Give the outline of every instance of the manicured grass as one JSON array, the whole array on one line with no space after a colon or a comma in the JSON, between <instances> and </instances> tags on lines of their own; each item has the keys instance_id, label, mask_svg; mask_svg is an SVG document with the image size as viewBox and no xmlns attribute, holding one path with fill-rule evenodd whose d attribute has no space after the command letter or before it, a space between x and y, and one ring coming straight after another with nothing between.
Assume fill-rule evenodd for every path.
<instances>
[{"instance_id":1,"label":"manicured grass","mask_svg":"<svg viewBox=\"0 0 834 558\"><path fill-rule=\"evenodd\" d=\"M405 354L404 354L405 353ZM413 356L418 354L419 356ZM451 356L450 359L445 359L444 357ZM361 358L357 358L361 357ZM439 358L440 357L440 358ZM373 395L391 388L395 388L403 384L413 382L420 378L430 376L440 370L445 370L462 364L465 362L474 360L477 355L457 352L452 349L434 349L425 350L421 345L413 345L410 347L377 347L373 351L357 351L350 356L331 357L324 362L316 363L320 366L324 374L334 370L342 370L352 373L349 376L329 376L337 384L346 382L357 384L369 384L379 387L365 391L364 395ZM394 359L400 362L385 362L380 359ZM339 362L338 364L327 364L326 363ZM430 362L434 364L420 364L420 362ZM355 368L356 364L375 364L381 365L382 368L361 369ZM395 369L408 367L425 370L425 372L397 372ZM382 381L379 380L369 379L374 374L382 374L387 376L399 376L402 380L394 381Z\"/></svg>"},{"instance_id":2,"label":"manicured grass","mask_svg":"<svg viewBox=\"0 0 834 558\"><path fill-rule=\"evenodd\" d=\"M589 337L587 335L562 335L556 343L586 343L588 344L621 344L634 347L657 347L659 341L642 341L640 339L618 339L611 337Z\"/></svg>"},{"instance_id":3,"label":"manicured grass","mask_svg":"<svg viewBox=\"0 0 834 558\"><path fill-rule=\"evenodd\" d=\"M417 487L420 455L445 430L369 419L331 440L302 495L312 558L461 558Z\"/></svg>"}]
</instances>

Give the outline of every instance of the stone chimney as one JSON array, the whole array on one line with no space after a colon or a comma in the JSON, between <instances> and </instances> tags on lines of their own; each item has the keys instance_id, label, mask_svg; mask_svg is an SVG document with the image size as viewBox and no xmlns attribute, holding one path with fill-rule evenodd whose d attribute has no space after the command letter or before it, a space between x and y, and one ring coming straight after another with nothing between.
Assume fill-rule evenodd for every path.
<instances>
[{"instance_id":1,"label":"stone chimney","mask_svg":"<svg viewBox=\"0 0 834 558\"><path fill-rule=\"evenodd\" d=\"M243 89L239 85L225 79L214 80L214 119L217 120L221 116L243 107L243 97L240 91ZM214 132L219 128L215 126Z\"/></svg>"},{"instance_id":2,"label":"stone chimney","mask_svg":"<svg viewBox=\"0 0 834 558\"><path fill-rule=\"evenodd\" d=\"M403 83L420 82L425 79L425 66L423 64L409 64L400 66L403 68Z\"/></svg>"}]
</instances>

——

_TASK_
Copy out the lines above exactly as they appear, from the line containing "Give the outline of every instance of the stone" through the last line.

_THE ANSWER_
Give the outline of every instance of the stone chimney as one JSON array, the whole array on one line with no space after a colon or a comma in the JSON, between <instances> and </instances> tags on lines of their own; each item has the keys instance_id, label, mask_svg; mask_svg is an SVG document with the image size as viewBox and no xmlns attribute, holding one path with fill-rule evenodd whose d attribute has no space after the command letter or before it, a space between x and y, and one ring coming straight after another with nothing between.
Assume fill-rule evenodd for every path.
<instances>
[{"instance_id":1,"label":"stone chimney","mask_svg":"<svg viewBox=\"0 0 834 558\"><path fill-rule=\"evenodd\" d=\"M243 89L239 85L225 79L214 80L214 119L217 120L221 116L243 107L243 97L240 91ZM214 132L219 128L215 126Z\"/></svg>"},{"instance_id":2,"label":"stone chimney","mask_svg":"<svg viewBox=\"0 0 834 558\"><path fill-rule=\"evenodd\" d=\"M403 83L420 82L425 79L425 66L423 64L409 64L400 66L403 68Z\"/></svg>"}]
</instances>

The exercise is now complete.